-- BEGIN --

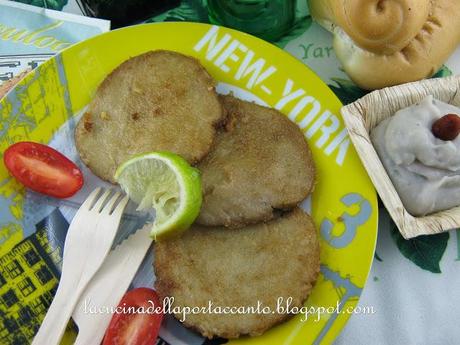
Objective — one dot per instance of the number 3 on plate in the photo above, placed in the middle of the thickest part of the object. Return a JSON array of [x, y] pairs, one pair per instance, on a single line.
[[352, 222]]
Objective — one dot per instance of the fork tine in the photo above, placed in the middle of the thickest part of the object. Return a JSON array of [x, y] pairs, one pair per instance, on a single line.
[[110, 204], [118, 211], [100, 202], [90, 199]]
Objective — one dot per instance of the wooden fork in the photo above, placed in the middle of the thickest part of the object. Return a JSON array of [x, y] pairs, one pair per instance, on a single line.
[[88, 242]]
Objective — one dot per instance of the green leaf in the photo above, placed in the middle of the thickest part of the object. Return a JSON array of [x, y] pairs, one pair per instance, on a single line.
[[443, 72], [299, 27], [187, 11], [347, 91], [424, 251], [51, 4]]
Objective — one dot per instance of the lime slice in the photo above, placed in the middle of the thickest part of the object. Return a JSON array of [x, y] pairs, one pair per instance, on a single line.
[[167, 183]]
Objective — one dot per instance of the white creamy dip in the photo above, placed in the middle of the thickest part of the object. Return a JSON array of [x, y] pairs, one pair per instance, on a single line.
[[425, 170]]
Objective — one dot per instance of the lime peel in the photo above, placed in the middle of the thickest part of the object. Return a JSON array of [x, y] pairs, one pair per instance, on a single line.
[[166, 182]]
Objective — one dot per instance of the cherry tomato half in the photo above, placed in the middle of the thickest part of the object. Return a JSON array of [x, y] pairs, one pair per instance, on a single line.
[[43, 169], [135, 328]]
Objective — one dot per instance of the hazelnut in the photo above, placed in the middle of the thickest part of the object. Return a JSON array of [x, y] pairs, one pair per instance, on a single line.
[[447, 127]]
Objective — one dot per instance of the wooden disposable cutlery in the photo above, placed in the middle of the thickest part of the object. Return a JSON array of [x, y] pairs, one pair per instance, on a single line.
[[89, 239]]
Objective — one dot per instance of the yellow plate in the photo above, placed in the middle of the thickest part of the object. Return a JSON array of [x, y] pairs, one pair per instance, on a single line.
[[344, 204]]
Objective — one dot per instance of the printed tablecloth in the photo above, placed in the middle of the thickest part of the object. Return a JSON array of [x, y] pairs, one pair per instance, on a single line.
[[413, 284]]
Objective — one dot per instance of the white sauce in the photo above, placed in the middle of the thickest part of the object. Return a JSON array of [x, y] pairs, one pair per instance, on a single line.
[[425, 170]]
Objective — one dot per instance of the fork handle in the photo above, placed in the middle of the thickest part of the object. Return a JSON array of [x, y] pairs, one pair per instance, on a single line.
[[53, 326]]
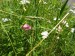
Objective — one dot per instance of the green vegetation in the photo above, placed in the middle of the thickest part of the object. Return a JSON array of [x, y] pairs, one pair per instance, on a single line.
[[36, 28]]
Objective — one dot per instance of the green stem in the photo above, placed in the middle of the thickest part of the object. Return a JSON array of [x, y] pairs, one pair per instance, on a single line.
[[8, 38]]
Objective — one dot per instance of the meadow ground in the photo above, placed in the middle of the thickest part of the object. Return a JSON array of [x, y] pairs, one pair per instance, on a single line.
[[37, 28]]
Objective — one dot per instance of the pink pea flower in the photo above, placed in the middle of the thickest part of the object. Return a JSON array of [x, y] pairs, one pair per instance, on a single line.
[[26, 27]]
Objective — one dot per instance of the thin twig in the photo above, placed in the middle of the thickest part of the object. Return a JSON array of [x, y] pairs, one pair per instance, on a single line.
[[48, 35]]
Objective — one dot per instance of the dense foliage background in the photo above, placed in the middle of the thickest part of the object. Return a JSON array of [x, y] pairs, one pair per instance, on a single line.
[[41, 15]]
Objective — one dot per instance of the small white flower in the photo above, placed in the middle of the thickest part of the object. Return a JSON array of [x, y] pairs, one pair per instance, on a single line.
[[72, 30], [5, 19], [44, 34], [67, 25], [24, 2], [55, 19], [64, 22]]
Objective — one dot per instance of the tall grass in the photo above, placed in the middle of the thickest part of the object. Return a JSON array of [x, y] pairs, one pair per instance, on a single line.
[[41, 15]]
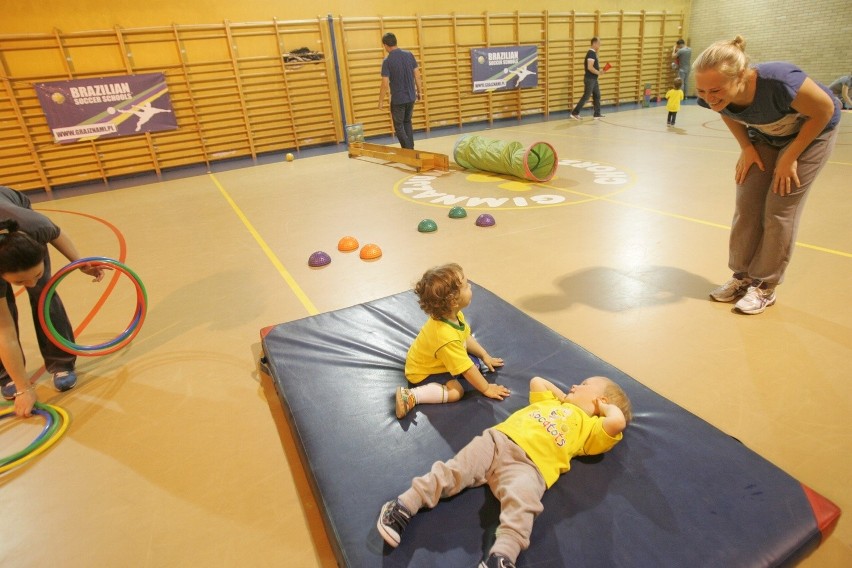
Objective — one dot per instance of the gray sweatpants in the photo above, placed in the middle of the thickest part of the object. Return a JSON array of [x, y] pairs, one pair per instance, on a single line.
[[765, 224], [491, 458]]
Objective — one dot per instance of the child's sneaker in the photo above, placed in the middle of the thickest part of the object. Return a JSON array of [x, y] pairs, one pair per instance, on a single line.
[[731, 290], [392, 522], [496, 561], [9, 389], [405, 401], [755, 301], [64, 380]]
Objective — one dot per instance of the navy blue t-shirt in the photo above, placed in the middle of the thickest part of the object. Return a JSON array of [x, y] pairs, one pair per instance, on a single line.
[[770, 118], [399, 68], [592, 54]]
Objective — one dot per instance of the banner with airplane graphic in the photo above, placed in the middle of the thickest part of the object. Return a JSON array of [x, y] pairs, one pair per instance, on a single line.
[[504, 68], [106, 107]]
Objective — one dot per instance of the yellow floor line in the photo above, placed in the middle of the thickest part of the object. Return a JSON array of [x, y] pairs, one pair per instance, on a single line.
[[291, 282]]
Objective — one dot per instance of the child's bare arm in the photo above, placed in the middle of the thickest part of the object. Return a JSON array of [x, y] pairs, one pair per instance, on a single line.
[[475, 378], [613, 421], [474, 348]]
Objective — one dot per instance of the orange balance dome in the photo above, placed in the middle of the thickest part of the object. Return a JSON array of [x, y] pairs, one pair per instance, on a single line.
[[347, 244], [370, 252]]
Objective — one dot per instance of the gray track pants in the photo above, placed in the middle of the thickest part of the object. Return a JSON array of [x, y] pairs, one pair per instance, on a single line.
[[494, 459], [765, 224]]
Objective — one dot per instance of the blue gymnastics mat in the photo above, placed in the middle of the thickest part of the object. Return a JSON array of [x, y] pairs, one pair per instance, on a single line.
[[676, 492]]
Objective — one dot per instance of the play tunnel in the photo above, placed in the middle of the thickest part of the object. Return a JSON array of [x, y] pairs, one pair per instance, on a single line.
[[536, 163]]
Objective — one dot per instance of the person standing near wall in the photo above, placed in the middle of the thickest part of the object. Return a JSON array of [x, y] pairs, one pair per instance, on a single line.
[[592, 70], [786, 126], [840, 87], [401, 77], [682, 56]]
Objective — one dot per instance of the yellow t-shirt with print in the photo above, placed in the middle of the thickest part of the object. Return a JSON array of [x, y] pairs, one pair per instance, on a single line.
[[440, 347], [673, 98], [553, 432]]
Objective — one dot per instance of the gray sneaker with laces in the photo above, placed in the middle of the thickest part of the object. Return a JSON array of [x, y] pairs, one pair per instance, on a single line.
[[731, 290], [392, 522], [755, 301]]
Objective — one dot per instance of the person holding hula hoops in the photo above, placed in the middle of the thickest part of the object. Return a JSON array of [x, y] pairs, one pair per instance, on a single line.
[[24, 261]]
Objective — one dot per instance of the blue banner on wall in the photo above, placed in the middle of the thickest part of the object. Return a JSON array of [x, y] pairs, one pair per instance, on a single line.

-- END --

Copy out every one of the records above word for word, leaving out the pictures.

Worked solution.
Objective — one dot per instance of the number 3 on plate in the photo above, placed in the middle of the thickest part of the object. Return a JSON array of [x, y] pairs, one pair per instance, on a single line.
[[352, 222]]
Objective — one dot per instance of the fork tine in the photo above, placed in the middle of the thickest part of the object. Return a JSON array of [x, y] pairs, one pair per instance, on a single line.
[[110, 204], [118, 211], [100, 202], [90, 199]]
Objective — one dot per instance of the wooden fork in the photo above, placed in the middle of the thickest part of the object. Return a JSON array of [x, y] pairs, one pair per instance, on a single line.
[[88, 242]]
Objective — one dot per instance of the green leaf in the photo above, placed in the middle of the thickest part of the object. Return a JSON array of [x, y] pairs, one pair per instance, on a single line.
[[443, 72], [299, 27], [187, 11], [347, 91], [424, 251], [51, 4]]
Objective — one dot per instance of the lime slice in the photo above, placed in the middle of the thickest part of the object. Return a JSON array of [x, y] pairs, one pair per instance, on a single line.
[[167, 183]]
Objective — one dot per instance of the white creamy dip in the photo above, placed in the middle of the thickest part of the object. Return a JSON array of [x, y] pairs, one pair per instance, on a single line.
[[425, 170]]
Objective — one dot per instance of the lime peel in the photo above, placed in the middle of the thickest part of the object. Return a JSON array of [x, y] pairs, one pair per instance, on a single line.
[[166, 182]]
Objective — one dot per instance of the cherry tomato half in the photo above, placed in the middle of the thickest part of the object. Return a JSON array of [x, y] pairs, one pair per instance, on a single line.
[[43, 169], [135, 328]]
Objective — one dot per instance of the hazelnut in the photo above, placed in the middle of the thickest part of the object. Return a JSON array of [x, y] pairs, one pair per instance, on a single line.
[[447, 127]]
Objective — one dot per instance of the wooden disposable cutlery in the photo above, placed in the middle of the thickest part of the object. Return a JSON array of [x, y] pairs, one pair per instance, on a single line.
[[89, 239]]
Objective — one dot per instance of the yellow plate in the photo above, placed in the middle of the thickest part of the object. Return a JSON array of [x, y] pairs, one pair per instance, on a single line.
[[344, 204]]
Objective — one dot per instance of the printed tablecloth in the photo above, placed in the middle of the thickest part of the object. Return a JSON array of [x, y] pairs, one pair per instance, on a single line.
[[413, 284]]
Objective — one dot per instance of the white sauce in the photo above, placed in the middle of the thickest part of the object. Return a JSON array of [x, y] pairs, one pair per instance, on a single line.
[[425, 170]]
Objective — one dot per instance of the fork handle in the photo above, placed in the middle of the thickest part of the object. Return a JSON array of [x, y] pairs, one pair per instance, on a single line.
[[53, 326]]
Objective — one dot per instance of the green vegetation in the photo above, placed in the middle of the thickest part of the object. Return a JSON array of [x, y] pairs, one pair per instance, on a single line.
[[36, 28]]
Objective — one dot per instance of the green stem in the photo above, placed in the middle of the thickest part of the object. Return a JSON array of [x, y] pairs, one pair per instance, on a single line.
[[8, 38]]
Objective — one dot per instance of the meadow ground in the photo above, placed in the middle of the thickest part of the object. Return a JSON array of [x, y] pairs, one pair per instance, on a single line.
[[37, 28]]
Objective — one dot per instance of the pink pea flower in the photo above, placed in the middle of the thickest part of the object. Return a JSON array of [x, y] pairs, one pair per instance, on a single line.
[[26, 27]]
Objective — one dot per instance of the thin twig in the photo above, placed in the middle of the thickest part of the object. Return a JSON array of [x, y] pairs, one pair per instance, on a single line.
[[48, 35]]
Objective — one dot per instance of the dense foliage background in the photo above, placed in the middle of the thickest part of the object. Return a JSON array of [x, y] pairs, one pair per instance, on a single line.
[[41, 15]]
Objective — one dot per instance of the small white flower in the photo above, placed in the middle of the thickest part of the object. Return a JSON array of [x, y] pairs, one pair per instance, on a single line.
[[72, 30], [5, 19], [44, 34], [67, 25], [24, 2], [55, 19], [64, 22]]
Objective — one dot per instance of the tall grass in the photo above, placed in the middle of the thickest part of the object. Return a JSON array of [x, y] pairs, one pair per instance, on a single line.
[[41, 15]]
Objective — one dot per instance of the gray sweatpants in the photo above, placed in the middle of the thickest part of the object. Return a JSON array of [x, y] pairs, one pair per instance, on a single line.
[[765, 224], [491, 458]]
Objective — one dot per instance of the child's sneaker in the photo above, placed in the middle of the thickest part of the object. Return a JSON array of [x, y] pairs, one pair per instance, on a single line.
[[731, 290], [392, 522], [496, 561], [9, 389], [405, 401], [755, 301], [64, 380]]
Objective — one dot per instance of the navy blue t-shirt in the photo above, placed in the middle of the thickest part of the object. Return a JSON array of [x, y] pairs, one pair per instance, on a single line.
[[770, 118], [399, 68], [592, 54]]
Objective — one dot per instance of the banner with airplane graphic in the photo above, placed in the middle of the thickest part of the object. Return a JSON array of [x, y] pairs, one pair per instance, on a single line.
[[504, 68], [106, 107]]
Objective — one dot per instance of the yellow floor line in the photo above, placed in the middle of the thickest part of the object. Return a JSON array of [x, y] pairs, one pair per instance, on a single line.
[[291, 282]]
Objective — one dot per instance of the child's bare arm in the photo above, placed in the middle of the thickest part of the object. Return a JSON array of [x, y] pairs, one pair per instance, on a single line.
[[475, 378], [613, 421], [474, 348]]
Objective — one dot per instance of the orange balance dome in the photo above, placed in the middle of the thickest part of the object. Return a JSON array of [x, y] pairs, one pair per instance, on a single line.
[[347, 244], [370, 252]]
Objective — one dot per instance of the gray track pants in the photo above, placed in the middle of the thickest part of the object. Return a JSON array of [x, y] pairs, one pair per instance, on a single line.
[[494, 459], [765, 224]]
Objective — one dot per instance of the blue gymnastics mat in the photo above, placed in the middle of the thickest part of the object. Return a JSON array of [x, y] pairs, one pair per instance, on a single line.
[[676, 492]]
Objective — one dot per instance of the play tunnel in the photo above, placed in the middle of the thickest part of the object. Return a JSON array of [x, y] pairs, one pair per instance, on a single line.
[[536, 163]]
Objective — one dot per instance of the person standing near wall in the photo above, placed in the middle of the thickest part of the object. Return a JSON array of [x, y] pairs, one pair per instance, on a single line.
[[592, 70], [786, 126], [840, 87], [401, 77], [682, 56]]
Objective — one dot per instance of the yellow t-shirt with print in the photo above, placed in the middle of the thickest part of the object. Return a JSON array of [x, y] pairs, one pair per instance, on a single line.
[[440, 347], [673, 98], [553, 432]]
Objective — one dot per instance of the gray sneaker with laces in the photo above, placed in the middle of the thickest part of the object. Return a JSON array of [x, y] pairs, one pair per instance, on a single line.
[[731, 290], [392, 522], [755, 301]]
Objective — one dot per instance of the person holding hula hoops in the photo above, placed in the middle of the thickest part of the object. Return a JSON array of [x, y] pairs, one pair per instance, on a single line.
[[24, 261]]
Objective — one dot per instance of the blue banner on wall in the photo above, placed in the middle of the thickest part of the object. Return a JSON array of [x, y] pairs, one pair per instance, on a single line.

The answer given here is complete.